## 原文抜粋
════════════════════

Published: 2025年11月9日
お釈迦様が説いた元祖の仏教は、厳しい修行と禁欲を経て、精神をコントロールを身に着けた後に、苦しみから救われるのである。
本人がある程度頑張らないといかん。
一方で、日本の大衆に支持された一向宗は、南無阿弥陀仏と唱えるだけで死後極楽に行ける、と説いた。
一切の努力は要らない。絶対他力により救われるのである。
ところでだ。その後、一向宗がどうなったかはご存知だろうか?
まず、織田信長の石山合戦によって瀕死の打撃を加えられた。
その後、徳川家康によって東本願寺と西本願寺に分割され、お互いを憎しみ合うように仕組まれた。まさに、分割して、統治せよ、である。
ちなみに、石山合戦の頃の一向宗門徒は、
「仏敵を殺せば極楽往生、戦って死んでも極楽往生」
という指導を受けていた。
石山本願寺に建て込もった門徒たちは、ろくに飯も食わせてもらえず、ろくな武器も防具も無く、根性と信仰心だけで、最新兵器を擁する織田信長の軍隊と戦わされるハメになった。
喜んで戦い、喜んで飢え、死にまくった。
織田信長は異常なこだわりをもってして、一向宗の門徒たちを皆殺しにして行った訳である。
開祖の法然上人も親鸞上人も、「そんなこと言ってねえよ!」の話であろう。

════════════════════

## 提供資料
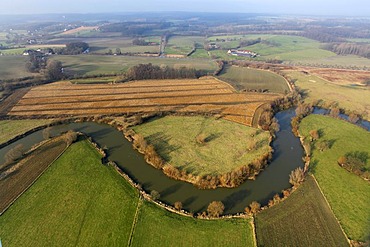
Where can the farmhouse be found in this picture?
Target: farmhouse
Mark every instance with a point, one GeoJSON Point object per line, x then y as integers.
{"type": "Point", "coordinates": [242, 53]}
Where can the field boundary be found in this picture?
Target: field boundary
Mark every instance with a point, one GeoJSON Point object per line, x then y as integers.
{"type": "Point", "coordinates": [254, 232]}
{"type": "Point", "coordinates": [327, 202]}
{"type": "Point", "coordinates": [29, 186]}
{"type": "Point", "coordinates": [136, 217]}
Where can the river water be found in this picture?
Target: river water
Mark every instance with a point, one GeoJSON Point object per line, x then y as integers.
{"type": "Point", "coordinates": [287, 156]}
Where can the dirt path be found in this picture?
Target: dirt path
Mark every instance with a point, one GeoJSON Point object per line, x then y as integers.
{"type": "Point", "coordinates": [12, 100]}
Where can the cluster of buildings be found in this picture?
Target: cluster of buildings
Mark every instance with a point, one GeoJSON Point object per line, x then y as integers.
{"type": "Point", "coordinates": [242, 53]}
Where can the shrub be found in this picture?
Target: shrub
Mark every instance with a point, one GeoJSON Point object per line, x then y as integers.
{"type": "Point", "coordinates": [296, 177]}
{"type": "Point", "coordinates": [70, 137]}
{"type": "Point", "coordinates": [215, 209]}
{"type": "Point", "coordinates": [155, 195]}
{"type": "Point", "coordinates": [255, 207]}
{"type": "Point", "coordinates": [178, 205]}
{"type": "Point", "coordinates": [314, 134]}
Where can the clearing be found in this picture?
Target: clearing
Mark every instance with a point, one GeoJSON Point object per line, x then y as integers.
{"type": "Point", "coordinates": [226, 145]}
{"type": "Point", "coordinates": [303, 219]}
{"type": "Point", "coordinates": [78, 201]}
{"type": "Point", "coordinates": [190, 95]}
{"type": "Point", "coordinates": [351, 97]}
{"type": "Point", "coordinates": [347, 193]}
{"type": "Point", "coordinates": [254, 79]}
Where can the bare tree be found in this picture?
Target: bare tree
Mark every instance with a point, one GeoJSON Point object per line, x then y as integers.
{"type": "Point", "coordinates": [255, 207]}
{"type": "Point", "coordinates": [70, 137]}
{"type": "Point", "coordinates": [14, 153]}
{"type": "Point", "coordinates": [46, 133]}
{"type": "Point", "coordinates": [215, 208]}
{"type": "Point", "coordinates": [314, 134]}
{"type": "Point", "coordinates": [178, 205]}
{"type": "Point", "coordinates": [296, 177]}
{"type": "Point", "coordinates": [155, 195]}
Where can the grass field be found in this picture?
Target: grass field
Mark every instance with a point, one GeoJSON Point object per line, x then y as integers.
{"type": "Point", "coordinates": [182, 45]}
{"type": "Point", "coordinates": [347, 193]}
{"type": "Point", "coordinates": [77, 201]}
{"type": "Point", "coordinates": [349, 97]}
{"type": "Point", "coordinates": [13, 67]}
{"type": "Point", "coordinates": [253, 79]}
{"type": "Point", "coordinates": [80, 202]}
{"type": "Point", "coordinates": [176, 230]}
{"type": "Point", "coordinates": [102, 45]}
{"type": "Point", "coordinates": [189, 95]}
{"type": "Point", "coordinates": [11, 128]}
{"type": "Point", "coordinates": [95, 64]}
{"type": "Point", "coordinates": [227, 148]}
{"type": "Point", "coordinates": [304, 219]}
{"type": "Point", "coordinates": [15, 178]}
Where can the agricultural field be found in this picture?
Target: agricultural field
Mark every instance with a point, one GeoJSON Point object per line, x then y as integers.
{"type": "Point", "coordinates": [15, 178]}
{"type": "Point", "coordinates": [226, 144]}
{"type": "Point", "coordinates": [288, 48]}
{"type": "Point", "coordinates": [103, 45]}
{"type": "Point", "coordinates": [205, 95]}
{"type": "Point", "coordinates": [182, 45]}
{"type": "Point", "coordinates": [76, 201]}
{"type": "Point", "coordinates": [12, 128]}
{"type": "Point", "coordinates": [347, 193]}
{"type": "Point", "coordinates": [97, 64]}
{"type": "Point", "coordinates": [304, 219]}
{"type": "Point", "coordinates": [177, 230]}
{"type": "Point", "coordinates": [254, 79]}
{"type": "Point", "coordinates": [12, 67]}
{"type": "Point", "coordinates": [80, 30]}
{"type": "Point", "coordinates": [349, 96]}
{"type": "Point", "coordinates": [80, 201]}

════════════════════

## 取り組む作業
**A)** 原文抜粋によると、徳川家康は一向宗を何と何に分割しましたか？
**B)** 原文抜粋の「という指導を受けていた。」から「皆殺しにして行った訳である。」まで（その語句も含めて）を、「織田信長」を「信長」に入れ替えて書き直してください。

## 解答の全文
**A)** 東本願寺と西本願寺です。

**B)**
という指導を受けていた。
石山本願寺に建て込もった門徒たちは、ろくに飯も食わせてもらえず、ろくな武器も防具も無く、根性と信仰心だけで、最新兵器を擁する信長の軍隊と戦わされるハメになった。
喜んで戦い、喜んで飢え、死にまくった。
信長は異常なこだわりをもってして、一向宗の門徒たちを皆殺しにして行った訳である。